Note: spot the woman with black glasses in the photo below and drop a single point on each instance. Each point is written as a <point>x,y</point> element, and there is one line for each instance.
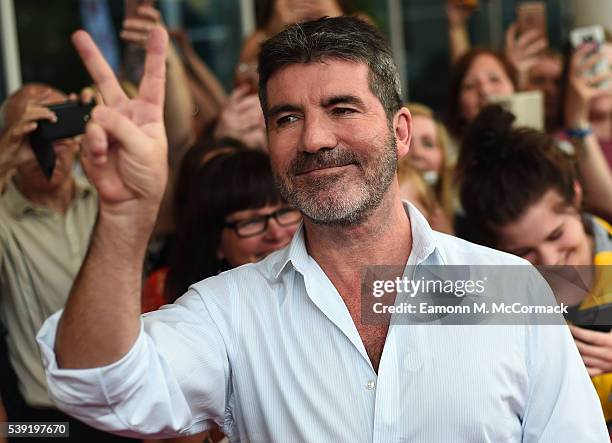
<point>228,213</point>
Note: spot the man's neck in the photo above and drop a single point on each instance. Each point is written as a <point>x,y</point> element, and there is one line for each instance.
<point>385,238</point>
<point>57,199</point>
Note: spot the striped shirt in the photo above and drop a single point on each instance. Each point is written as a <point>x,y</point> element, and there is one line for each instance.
<point>269,352</point>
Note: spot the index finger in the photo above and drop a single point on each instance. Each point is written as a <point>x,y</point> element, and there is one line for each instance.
<point>587,336</point>
<point>98,68</point>
<point>153,83</point>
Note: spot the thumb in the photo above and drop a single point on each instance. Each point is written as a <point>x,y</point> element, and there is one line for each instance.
<point>118,126</point>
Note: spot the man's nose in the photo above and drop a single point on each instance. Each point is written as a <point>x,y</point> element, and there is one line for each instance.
<point>317,134</point>
<point>275,232</point>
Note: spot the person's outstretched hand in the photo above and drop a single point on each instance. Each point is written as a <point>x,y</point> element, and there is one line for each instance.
<point>125,147</point>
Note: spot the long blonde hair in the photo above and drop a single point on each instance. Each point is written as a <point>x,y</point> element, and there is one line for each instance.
<point>442,189</point>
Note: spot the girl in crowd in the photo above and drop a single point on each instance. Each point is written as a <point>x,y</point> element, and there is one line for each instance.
<point>228,213</point>
<point>477,75</point>
<point>414,189</point>
<point>521,192</point>
<point>428,154</point>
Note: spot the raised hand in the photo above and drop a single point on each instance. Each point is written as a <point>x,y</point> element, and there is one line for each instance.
<point>583,85</point>
<point>523,51</point>
<point>242,119</point>
<point>125,147</point>
<point>595,348</point>
<point>138,29</point>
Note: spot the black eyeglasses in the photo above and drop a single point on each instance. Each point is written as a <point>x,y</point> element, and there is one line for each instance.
<point>256,225</point>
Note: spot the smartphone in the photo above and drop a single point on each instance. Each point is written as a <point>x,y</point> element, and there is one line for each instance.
<point>71,120</point>
<point>527,107</point>
<point>596,35</point>
<point>130,7</point>
<point>531,15</point>
<point>472,4</point>
<point>597,318</point>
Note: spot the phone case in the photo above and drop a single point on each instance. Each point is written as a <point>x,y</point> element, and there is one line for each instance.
<point>71,120</point>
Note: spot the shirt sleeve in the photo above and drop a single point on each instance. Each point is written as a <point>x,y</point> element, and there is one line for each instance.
<point>563,405</point>
<point>174,380</point>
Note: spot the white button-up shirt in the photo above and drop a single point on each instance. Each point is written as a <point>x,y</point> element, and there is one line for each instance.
<point>269,352</point>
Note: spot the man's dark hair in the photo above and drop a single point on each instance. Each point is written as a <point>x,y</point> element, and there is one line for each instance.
<point>344,38</point>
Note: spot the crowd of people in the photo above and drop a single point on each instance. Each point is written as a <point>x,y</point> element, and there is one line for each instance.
<point>159,195</point>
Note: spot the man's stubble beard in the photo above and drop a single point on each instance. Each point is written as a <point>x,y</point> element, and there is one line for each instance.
<point>323,200</point>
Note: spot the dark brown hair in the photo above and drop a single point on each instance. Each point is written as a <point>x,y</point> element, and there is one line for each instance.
<point>504,170</point>
<point>454,120</point>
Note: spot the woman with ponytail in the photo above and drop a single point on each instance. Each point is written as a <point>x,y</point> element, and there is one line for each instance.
<point>521,194</point>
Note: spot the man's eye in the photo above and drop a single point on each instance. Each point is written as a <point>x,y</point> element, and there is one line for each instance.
<point>285,120</point>
<point>249,223</point>
<point>343,111</point>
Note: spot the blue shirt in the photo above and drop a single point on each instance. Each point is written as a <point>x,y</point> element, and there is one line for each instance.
<point>269,352</point>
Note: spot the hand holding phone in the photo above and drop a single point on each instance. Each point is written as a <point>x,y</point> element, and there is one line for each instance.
<point>592,37</point>
<point>14,146</point>
<point>71,118</point>
<point>531,16</point>
<point>527,107</point>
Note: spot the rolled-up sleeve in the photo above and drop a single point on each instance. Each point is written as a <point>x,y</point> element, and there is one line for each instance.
<point>174,380</point>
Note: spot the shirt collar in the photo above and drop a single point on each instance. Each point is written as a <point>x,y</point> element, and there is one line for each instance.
<point>19,205</point>
<point>423,244</point>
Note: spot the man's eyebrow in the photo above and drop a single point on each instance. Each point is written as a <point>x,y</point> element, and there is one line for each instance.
<point>279,109</point>
<point>343,99</point>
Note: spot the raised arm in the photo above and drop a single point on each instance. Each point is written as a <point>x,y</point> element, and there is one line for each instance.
<point>15,147</point>
<point>125,157</point>
<point>178,107</point>
<point>595,175</point>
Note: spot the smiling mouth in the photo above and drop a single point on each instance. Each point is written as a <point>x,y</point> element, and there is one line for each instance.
<point>324,169</point>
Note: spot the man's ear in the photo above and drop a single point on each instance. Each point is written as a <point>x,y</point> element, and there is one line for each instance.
<point>577,194</point>
<point>402,126</point>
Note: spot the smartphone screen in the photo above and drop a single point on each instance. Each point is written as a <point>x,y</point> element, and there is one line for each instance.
<point>531,15</point>
<point>130,7</point>
<point>588,35</point>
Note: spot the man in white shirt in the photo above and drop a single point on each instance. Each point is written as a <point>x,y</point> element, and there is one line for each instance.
<point>277,351</point>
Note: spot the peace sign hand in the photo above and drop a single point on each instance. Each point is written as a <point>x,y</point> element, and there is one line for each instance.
<point>125,147</point>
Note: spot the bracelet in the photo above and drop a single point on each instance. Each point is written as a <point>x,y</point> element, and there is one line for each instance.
<point>579,133</point>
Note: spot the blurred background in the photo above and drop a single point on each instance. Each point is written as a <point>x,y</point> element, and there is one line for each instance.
<point>35,35</point>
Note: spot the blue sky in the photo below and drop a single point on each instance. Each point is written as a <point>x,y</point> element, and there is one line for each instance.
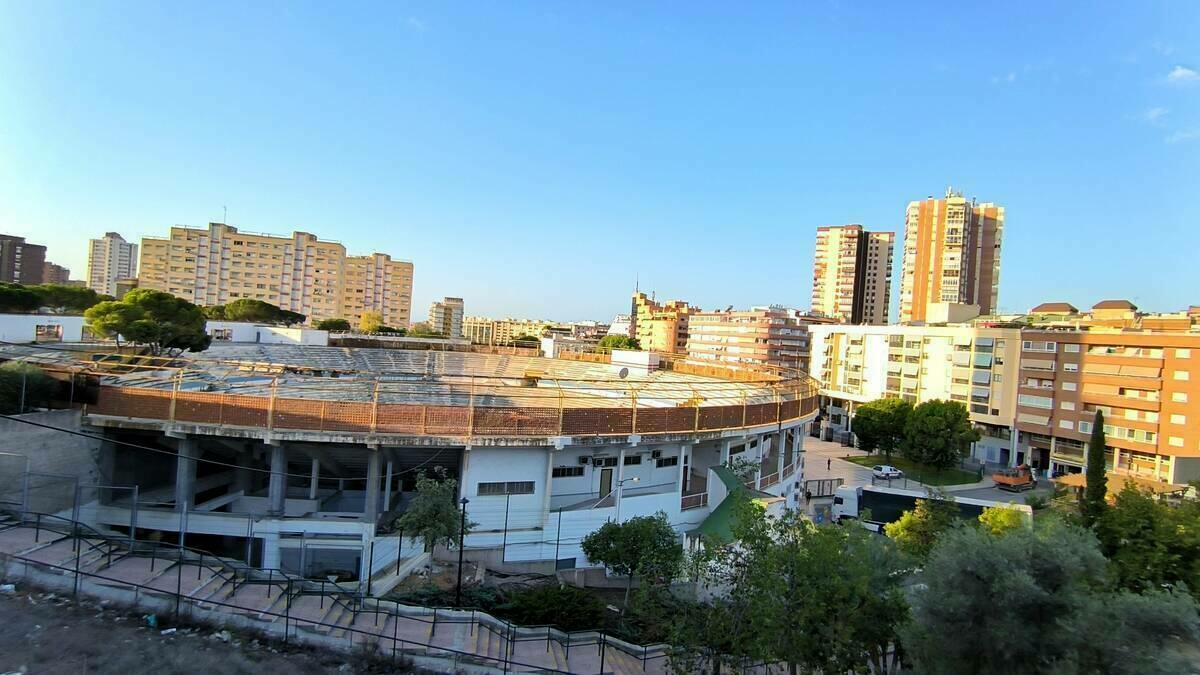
<point>537,157</point>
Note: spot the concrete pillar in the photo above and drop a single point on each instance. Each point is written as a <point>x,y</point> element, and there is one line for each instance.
<point>683,465</point>
<point>277,489</point>
<point>371,503</point>
<point>185,472</point>
<point>313,479</point>
<point>387,488</point>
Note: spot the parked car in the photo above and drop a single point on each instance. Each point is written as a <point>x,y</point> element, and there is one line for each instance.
<point>886,471</point>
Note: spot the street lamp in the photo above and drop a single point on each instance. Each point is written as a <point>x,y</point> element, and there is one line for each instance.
<point>462,533</point>
<point>621,484</point>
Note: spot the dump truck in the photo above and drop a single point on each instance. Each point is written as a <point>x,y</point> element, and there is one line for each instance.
<point>875,506</point>
<point>1015,479</point>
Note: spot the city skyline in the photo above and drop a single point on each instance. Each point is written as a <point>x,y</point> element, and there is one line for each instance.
<point>709,141</point>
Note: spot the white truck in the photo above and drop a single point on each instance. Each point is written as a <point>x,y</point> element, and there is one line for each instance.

######

__WHAT IS REQUIRED__. Retype all entries exactly as they appear, dropping the images.

__EXERCISE SOLUTION__.
Note: spot the woman with black glasses in the photo below and drop a single point on each instance. Each point is written as a <point>x,y</point> element, and there is one line for each instance.
<point>228,213</point>
Note: spot the man's neck in the photo above and drop a single point on each instance. Each point is written as a <point>x,y</point> element, and there is one line for each instance.
<point>385,238</point>
<point>57,199</point>
Note: spot the striped shirt in the photo above and drop a single point on each instance. Each point is written as a <point>x,y</point> element, and there is one line for each instance.
<point>269,352</point>
Note: spot the index finger in the photo above and drop a single point on each instance. Each point is written as a <point>x,y</point> element, and there is one line for each instance.
<point>587,336</point>
<point>98,68</point>
<point>153,83</point>
Note: spot the thumb in the photo above and drop a single point on each instance. Each point is written as a <point>x,y</point> element, and there is one line for each instance.
<point>118,126</point>
Note: spot the man's nose in the photo above and drop a single point on each instance. Each point is written as a <point>x,y</point> element, and there is one line for each instance.
<point>317,134</point>
<point>275,232</point>
Note: spot the person's outstretched hand in the photo above and drop a single point on each instance. Each point is written as a <point>x,y</point> element, and there is one line for each instance.
<point>125,147</point>
Note: spot the long blonde hair in the photo above and drop a single point on each instance. Each point is written as a <point>x,y</point> element, and there is one line for each instance.
<point>442,189</point>
Note: spot the girl in crowd in the photo above and drop a single point on each instance. Each point is written as a <point>x,y</point> element, and there is one line for each instance.
<point>228,213</point>
<point>477,75</point>
<point>414,189</point>
<point>521,192</point>
<point>428,154</point>
Note: spot the raised hand in the photo above and drop a single point on each instance. Each point is written as a <point>x,y</point> element, and there is one line for each instance.
<point>583,85</point>
<point>523,51</point>
<point>242,119</point>
<point>125,147</point>
<point>595,348</point>
<point>138,29</point>
Note: spot the black eyeglasses in the photo above and drop a single point on each instance. Each point is written as a <point>x,y</point> element, and there is one line for each instance.
<point>256,225</point>
Note: spot the smartphone in the photo above and drop a single point on each instance. Each point is written as a <point>x,y</point> element, and there is one line for each instance.
<point>71,120</point>
<point>527,107</point>
<point>596,35</point>
<point>130,7</point>
<point>531,15</point>
<point>472,4</point>
<point>597,318</point>
Note: spot the phone case in the photo above and drop a single point on each instance. Each point is written as a <point>x,y</point> element, and there is one line for each instance.
<point>71,120</point>
Note: spot the shirt sleeve in the photo above and drop a single point on each instance. Each point is written as a <point>x,y</point> element, and there is one line for each instance.
<point>563,405</point>
<point>174,380</point>
Note: spot the white button-up shirt in the photo above and drop a single point on each instance. Each point is written as a <point>x,y</point> element, and there is one line for each instance.
<point>269,352</point>
Note: spot the man's dark hair in the photo above and drop a single point on each instance. Each point is written as a <point>x,y</point> element, and there is one line for each instance.
<point>344,38</point>
Note: spot the crowd of people in the photo above and drop a single point on each instance. Each point is written as a <point>x,y</point> element, and there is one line for each instance.
<point>159,195</point>
Note: spot the man's stubble beard in the photo above and drop a single point on each instance. Each point is written as a <point>x,y</point> element, and there is one line for each instance.
<point>323,200</point>
Note: spot the dark brown hair in the photo above and drop a single point on each instance. Each point is written as a <point>x,y</point> element, and there is one line for each instance.
<point>504,170</point>
<point>454,120</point>
Note: spot the woman with ponytail in the photo above and drop a single point on each instance. Each point is written as a <point>x,y</point> element, and there is one line for each instance.
<point>521,194</point>
Note: spot the man's eye in the photo above and drop a single point on each instance. Each point is written as a <point>x,y</point> element, and there is one line for each instance.
<point>285,120</point>
<point>249,223</point>
<point>343,111</point>
Note: spot the blue shirt in the photo above and drop a single point on each instance. Each point is written as a <point>x,y</point> element, and there is one line for each instance.
<point>269,352</point>
Note: spot the hand holding phone in the photo above and drop a single point on each instance. Each point is written as a <point>x,y</point> element, and there is one line for each instance.
<point>592,37</point>
<point>14,146</point>
<point>71,118</point>
<point>531,16</point>
<point>527,107</point>
Note: spot the rolled-up sleeve in the photo above and drop a single point on each instance. Each point is written as a <point>x,y</point> element, and there is one line for each instance.
<point>174,380</point>
Note: spot the shirt collar in the photo above and drop a single point on each instance. Each point is written as a <point>x,y</point> element, and there is one line for each instance.
<point>19,205</point>
<point>423,244</point>
Note: spot the man's eyebrow in the photo above and drop a single point on each instance. Each point is written as a <point>x,y</point> element, and there is one line for each instance.
<point>279,109</point>
<point>343,99</point>
Note: spot the raised arm in the photo above and drop a single point on each instance. Each point is written as a <point>x,y</point> element, and there is one line for each instance.
<point>15,147</point>
<point>125,157</point>
<point>178,107</point>
<point>595,175</point>
Note: spot the smiling mouth in the photo above and drop a single point on each instance. Each point is written as a <point>x,y</point> element, and there is one line for each instance.
<point>324,169</point>
Note: spot the man's ear in the photo above and drop a single point on each instance. Each point is written as a <point>x,y</point> element, and there is one line for each instance.
<point>577,194</point>
<point>402,126</point>
Note: spot the smartphone screen in the photo above and drop a single point on each instance. Each point is written as a <point>x,y</point> element, and there is one line for each instance.
<point>531,15</point>
<point>130,7</point>
<point>588,35</point>
Note: spot the man in white shirt in the photo above and drop a single point on each instance. Each point is written as a <point>x,y</point> element, and there is one line for each instance.
<point>277,351</point>
Note: spot the peace sign hand in the photo above and drop a single point on each instance. Each point is written as a <point>x,y</point> element, and there is one line for each instance.
<point>125,147</point>
Note: spot the bracelet in the photo above and drop a single point on each instance. Each point is written as a <point>x,y</point> element, and there is one line for each instance.
<point>579,133</point>
Note: spot the blurred background in the photo above and drop a single point on each instance. Each point is written as a <point>x,y</point> element, and there is one line for each instance.
<point>35,35</point>
Note: spot the blue sky in the photo below and drop a single point on each instance. Each point is written as a <point>x,y</point> element, and there is one line for each instance.
<point>537,157</point>
Note: spot the concrete pillar in the photo above and drop a single point on each instance. Each point is written as a <point>x,y</point> element, and there is one line for each instance.
<point>683,465</point>
<point>277,489</point>
<point>371,503</point>
<point>185,472</point>
<point>313,479</point>
<point>387,488</point>
Note: spot the parked car in the photo above and drop a single point on each instance. Each point is written as a <point>x,y</point> element, and there is one line for each instance.
<point>886,471</point>
Note: spot the street lamp in the photo above and drop a single point on each instance. Each point is written as a <point>x,y</point> element, and there is one line for each instance.
<point>462,533</point>
<point>621,484</point>
Note: spot the dump truck in the photo above and drop a single point on each instance. Each point is written as a <point>x,y</point> element, and there is one line for each instance.
<point>875,506</point>
<point>1015,479</point>
Note: spot the city skyline in the photo above and drop a single point on each instance. Each point is written as a <point>x,y</point> element, and there is one line for each instance.
<point>709,141</point>
Note: spot the white truck in the photo above and drop a single point on each instance. Each point is written as a <point>x,y</point> element, and there is one line for each instance.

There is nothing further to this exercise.